-- Prompt A --
Please write out part of the Moronix passage, beginning at the words "So that feeling" and stopping after the words "in Taco Doberman.".

-- Provided passage --
The Moronix tourism budget has been slashed to bits. This giant pinwheel has no sign explaining what it is or city guide to offer some information on it. There's not even a gem here!

Instead there are just more gang members. Unlike the ones in the previous board, these ones are hostile immediately. It's not a case of angering somebody and then all of them in the district going aggro. They just hate you regardless and Tseng is counting on the player touching all the smiley faces on the initial Moronix board before they explore the rest.


The taller buildings here also make it awkward to navigate as they take up so much space and are just walls. Sure the illusion of depth means that there's road behind that building but to ZZT this is all just walls and fakes with no concept of "behind".


Gem Hunter has a reputation apparently.

Famous rappers Cubed Ice and Dr. Erd are kind of just dropped in here. They're not in the special edition of the original game, and while they do appear in the first release it's a single appearance in a secret room that just has characters from other Tseng games.

So that feeling most people get seeing Tseng's hundred characters and having no idea who they are is an incredibly natural one.


The duo almost immediate head into this building where there will surely be another boss fight and no ammo.

I have to stress that at this point my ammo woes are entirely on me. See those gray bits on the bottom? That's the rest of the two buildings from the Moronix entrance. All I had to do was go down that middle path and I'd end up on the other side of the fence(?) with the bum and be able to get a bunch of ammo, and that's not even counting the obliviousness to the fakes in Taco Doberman.


But you know, I still had to try because I was oblivious. Maybe this would be the one that just gives Gem Hunter ammo without any fake walls involved.

-- Prompt B --
Edit the records from the line that has "If you could indicate the baby's eye" through the end of the records, replacing "baby's eye" with "baby's ear" and leaving everything else unchanged. Return only those lines.

-- Input material --
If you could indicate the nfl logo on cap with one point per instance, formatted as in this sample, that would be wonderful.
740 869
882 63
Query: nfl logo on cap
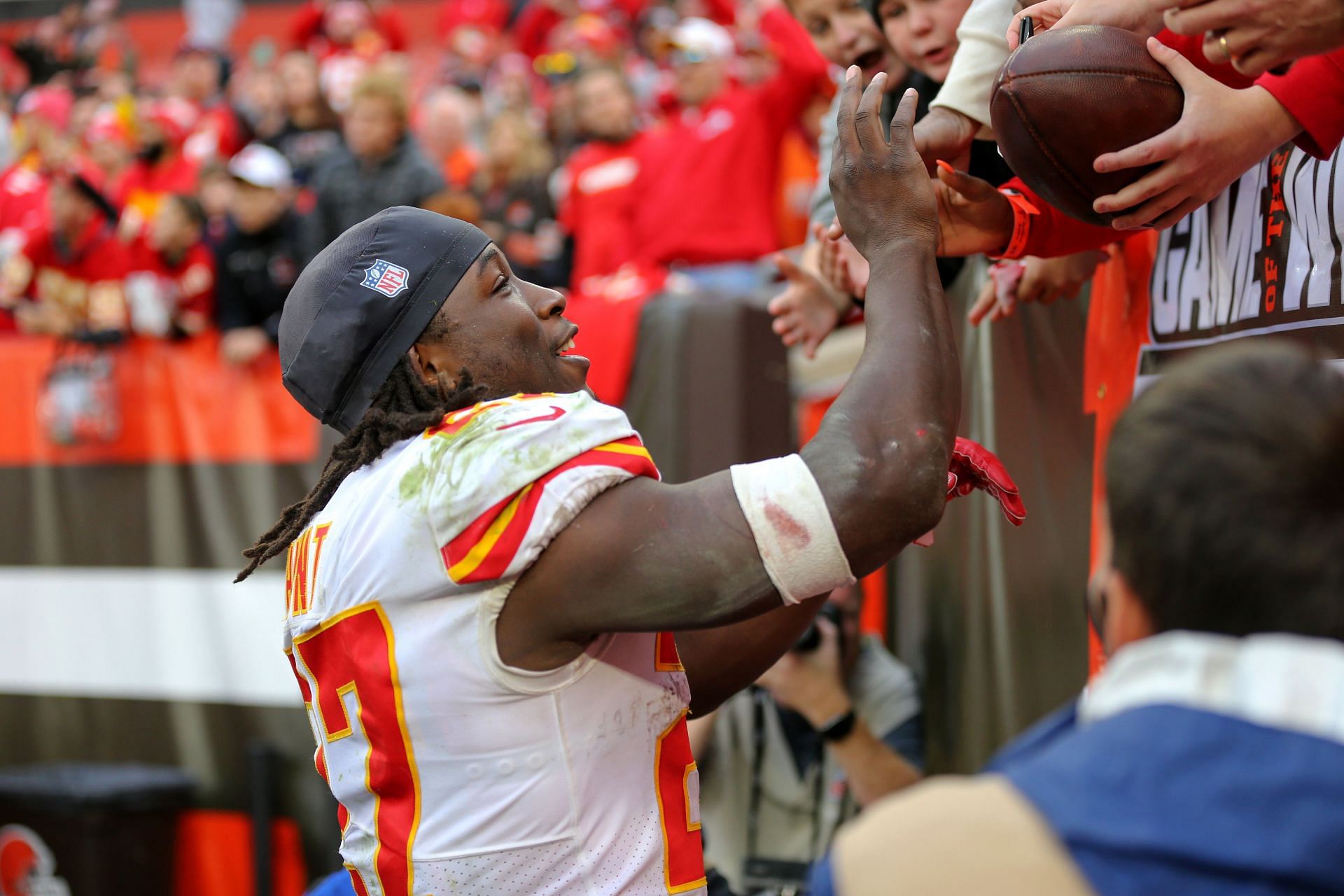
387 279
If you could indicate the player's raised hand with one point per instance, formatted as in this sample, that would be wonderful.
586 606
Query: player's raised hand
882 192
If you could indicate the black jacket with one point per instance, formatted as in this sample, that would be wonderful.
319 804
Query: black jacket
255 272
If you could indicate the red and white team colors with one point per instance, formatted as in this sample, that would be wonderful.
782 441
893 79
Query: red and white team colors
454 773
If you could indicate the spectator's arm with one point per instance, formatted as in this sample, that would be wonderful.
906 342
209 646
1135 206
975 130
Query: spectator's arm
1053 232
981 51
1313 93
803 71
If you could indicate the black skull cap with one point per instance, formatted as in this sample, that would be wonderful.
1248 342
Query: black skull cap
363 301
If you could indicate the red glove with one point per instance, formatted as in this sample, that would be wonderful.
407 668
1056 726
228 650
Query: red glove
974 466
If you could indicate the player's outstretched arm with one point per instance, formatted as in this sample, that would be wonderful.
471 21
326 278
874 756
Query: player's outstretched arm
654 556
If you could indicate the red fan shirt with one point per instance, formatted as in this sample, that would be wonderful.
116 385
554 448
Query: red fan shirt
597 204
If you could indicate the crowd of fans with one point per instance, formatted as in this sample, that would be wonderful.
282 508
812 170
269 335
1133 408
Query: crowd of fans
166 207
676 143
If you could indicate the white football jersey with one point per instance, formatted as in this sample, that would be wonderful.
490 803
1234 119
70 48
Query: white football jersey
454 773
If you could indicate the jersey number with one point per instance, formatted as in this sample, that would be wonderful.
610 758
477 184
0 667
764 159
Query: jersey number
351 660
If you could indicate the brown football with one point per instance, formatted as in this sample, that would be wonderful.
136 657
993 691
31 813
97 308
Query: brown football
1070 94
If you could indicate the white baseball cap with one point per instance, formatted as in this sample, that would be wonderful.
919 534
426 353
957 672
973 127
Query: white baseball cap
261 166
701 39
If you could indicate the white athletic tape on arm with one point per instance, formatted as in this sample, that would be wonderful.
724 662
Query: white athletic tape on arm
792 527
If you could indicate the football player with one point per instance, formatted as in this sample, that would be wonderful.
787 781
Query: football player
482 589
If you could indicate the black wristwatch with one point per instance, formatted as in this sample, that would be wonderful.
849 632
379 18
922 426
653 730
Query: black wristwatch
839 729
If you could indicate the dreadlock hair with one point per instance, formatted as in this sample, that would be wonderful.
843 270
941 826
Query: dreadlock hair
402 407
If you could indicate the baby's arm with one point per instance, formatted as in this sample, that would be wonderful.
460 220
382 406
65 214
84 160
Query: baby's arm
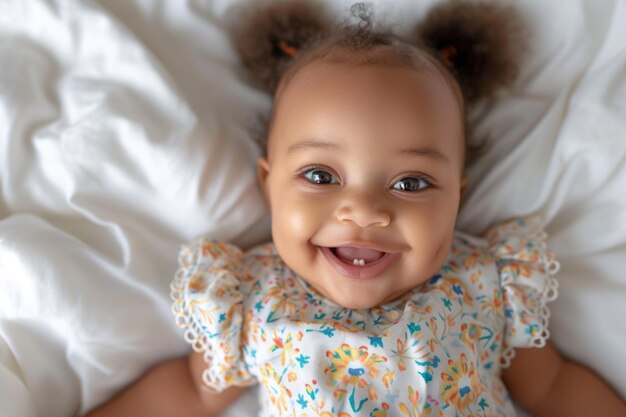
173 388
545 384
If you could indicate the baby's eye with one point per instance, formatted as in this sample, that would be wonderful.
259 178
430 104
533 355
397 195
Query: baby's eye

-- Final result A --
So that feeling most people get seeing Tseng's hundred characters and having no idea who they are is an incredibly natural one.


The duo almost immediate head into this building where there will surely be another boss fight and no ammo.

I have to stress that at this point my ammo woes are entirely on me. See those gray bits on the bottom? That's the rest of the two buildings from the Moronix entrance. All I had to do was go down that middle path and I'd end up on the other side of the fence(?) with the bum and be able to get a bunch of ammo, and that's not even counting the obliviousness to the fakes in Taco Doberman.

-- Final result B --
If you could indicate the baby's ear with one point per instance, formatted as in this sample, that would be wonderful.
259 178
430 104
533 355
397 195
Query: baby's ear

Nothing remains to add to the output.